Text to read —
In this paper, the authors consider a scenario where, for example, a government agency wants to identify the x% worst off in a population, based on a predicted metric YY. Once we have the predicted YY for the population, we can sort everyone and have a follow-up check on those that scored worst. However, there is a budget α\alpha for how many follow-up checks we can do. The authors argue that we should mostly care about the true positive rate in this case: how many of the people in the x% worst off have we sent to the follow-up check? We have thus two levers to affect the result: we can improve the predictions for YY or we can have more follow-up checks. The paper asks the question when you should do which and makes some recommendations.

给作者的问题

  1. Is there a justification for why PAR=1 is treated as a significant threshold even though it seems to me to be a pretty arbitrary one?
  2. You write “rather than evaluating changes in overall expected welfare likePerdomo(2024)doeslike Perdomo (2024) does , we measure the fraction of truly worst-off individuals who are identified”; can you expand on why you deviate from Perdomo (2024) here?

论据与证据

The core of the paper is a mathematical model of how to determine whether there is more value in improving predictions or more value in increasing the follow-up testing budget.

I think the framework they define makes sense and is mostly well justified. This is mostly quite a good paper.

There is just one place where I think the claims are at the very least misleading; maybe even wrong: the fact that ΔR2\Delta_{R^2} and Δα\Delta_\alpha are treated as having the same "unit". There is a paragraph on page 5, column 2, lines 251-264, which admits that this is wrong to do; it admits that one should consider the costs of ΔR2\Delta_{R^2} and Δα\Delta_\alpha instead, but then the rest of the paper treats ΔR2\Delta_{R^2} and Δα\Delta_\alpha as comparable anyway – for example, in Figure 3, you draw a line at PAR=1 as if that were a meaningful threshold in any way!

I would think PAR should be defined like this:

PAR=VαdαdcVR2dR2dc\mathrm{PAR} = \frac{\frac{\partial V}{\partial\alpha}\frac{\mathrm{d}\alpha}{\mathrm{d} c}}{\frac{\partial V}{\partial R^2}\frac{\mathrm{d}R^2}{\mathrm{d} c}}

Where cc is the total cost. This definition is robust to change of variables. For example if you were to go from R2R^2 to 2R22R^2.

I understand why the authors didn't want to do it like this – it means having to model the total cost as well – but right now it just seems wrong to me.


I would also have wished for more of a direct contrasting with Perdomo (2024). Why make different choices than that paper?

方法与评估标准

There isn't really a method proposed in the paper, so I can't really judge that. One thing that is maybe a bit odd is that when R2R^2 (the coefficient of determination) is picked as the variable that tracks how good the prediction model is, there is no discussion of any alternative variables one could choose and R2R^2 is then used even in the theorems.

理论论述

I did not check the correctness of the proofs, but the theorems all look very reasonable.

实验设计与分析

The numerical simulations and the case study are very well done. Here the paper really shines.

补充材料

I did not review the supplementary material.

与现有文献的关系

The paper seems to build on Perdomo (2024) and seems to be a reasonable extension of that work, but I'm not really an expert in that field.

遗漏的重要参考文献

None that I'm aware of.

Aim 1 — Using the review, decide whether each statement is true or false: (a) the reviewer checked the correctness of the proofs; (b) the reviewer considers the numerical simulations and the case study well done; (c) the paper proposes a new method. For each, answer yes or no and quote the exact words from the review that settle it.

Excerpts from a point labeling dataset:
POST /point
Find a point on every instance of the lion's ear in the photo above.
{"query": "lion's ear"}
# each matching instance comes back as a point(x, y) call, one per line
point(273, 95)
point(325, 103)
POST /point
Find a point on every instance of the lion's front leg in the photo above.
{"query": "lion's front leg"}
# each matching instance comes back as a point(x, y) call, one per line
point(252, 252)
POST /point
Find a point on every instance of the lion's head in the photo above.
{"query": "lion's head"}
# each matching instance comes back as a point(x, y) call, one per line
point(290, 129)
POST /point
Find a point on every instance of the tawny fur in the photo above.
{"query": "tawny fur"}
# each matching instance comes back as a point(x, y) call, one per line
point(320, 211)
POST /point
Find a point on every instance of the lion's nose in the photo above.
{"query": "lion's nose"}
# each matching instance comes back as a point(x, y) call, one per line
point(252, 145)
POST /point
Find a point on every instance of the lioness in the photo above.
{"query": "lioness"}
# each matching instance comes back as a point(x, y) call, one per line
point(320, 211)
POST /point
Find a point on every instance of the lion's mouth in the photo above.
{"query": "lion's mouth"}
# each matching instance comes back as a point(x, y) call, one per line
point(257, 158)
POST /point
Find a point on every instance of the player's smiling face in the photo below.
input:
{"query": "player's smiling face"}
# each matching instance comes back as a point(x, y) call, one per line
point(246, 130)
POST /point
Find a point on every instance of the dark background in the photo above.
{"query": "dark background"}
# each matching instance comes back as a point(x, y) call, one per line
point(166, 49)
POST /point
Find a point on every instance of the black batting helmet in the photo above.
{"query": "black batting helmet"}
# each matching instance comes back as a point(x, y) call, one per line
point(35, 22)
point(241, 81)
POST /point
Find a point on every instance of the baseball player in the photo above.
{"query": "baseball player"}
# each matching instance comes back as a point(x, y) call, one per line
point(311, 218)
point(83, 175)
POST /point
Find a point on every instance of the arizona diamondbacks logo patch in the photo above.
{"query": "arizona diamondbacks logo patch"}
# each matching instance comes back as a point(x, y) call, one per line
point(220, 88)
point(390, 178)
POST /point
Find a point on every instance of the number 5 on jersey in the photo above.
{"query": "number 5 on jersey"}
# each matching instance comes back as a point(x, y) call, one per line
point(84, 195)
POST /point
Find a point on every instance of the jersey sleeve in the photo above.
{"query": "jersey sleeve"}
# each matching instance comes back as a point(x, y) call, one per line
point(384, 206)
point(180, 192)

Aim 2 — Give the records as a Markdown table with the columns Row and Record line, one line per row and blank lines omitted. Start at the first line of the records and end after the line containing "point(290, 129)".

Written answer 1 —
(a) No: "I did not check the correctness of the proofs"
(b) Yes: "The numerical simulations and the case study are very well done."
(c) No: "There isn't really a method proposed in the paper"

Written answer 2 —
| Row | Record line |
|---|---|
| 1 | POST /point |
| 2 | Find a point on every instance of the lion's ear in the photo above. |
| 3 | {"query": "lion's ear"} |
| 4 | # each matching instance comes back as a point(x, y) call, one per line |
| 5 | point(273, 95) |
| 6 | point(325, 103) |
| 7 | POST /point |
| 8 | Find a point on every instance of the lion's front leg in the photo above. |
| 9 | {"query": "lion's front leg"} |
| 10 | # each matching instance comes back as a point(x, y) call, one per line |
| 11 | point(252, 252) |
| 12 | POST /point |
| 13 | Find a point on every instance of the lion's head in the photo above. |
| 14 | {"query": "lion's head"} |
| 15 | # each matching instance comes back as a point(x, y) call, one per line |
| 16 | point(290, 129) |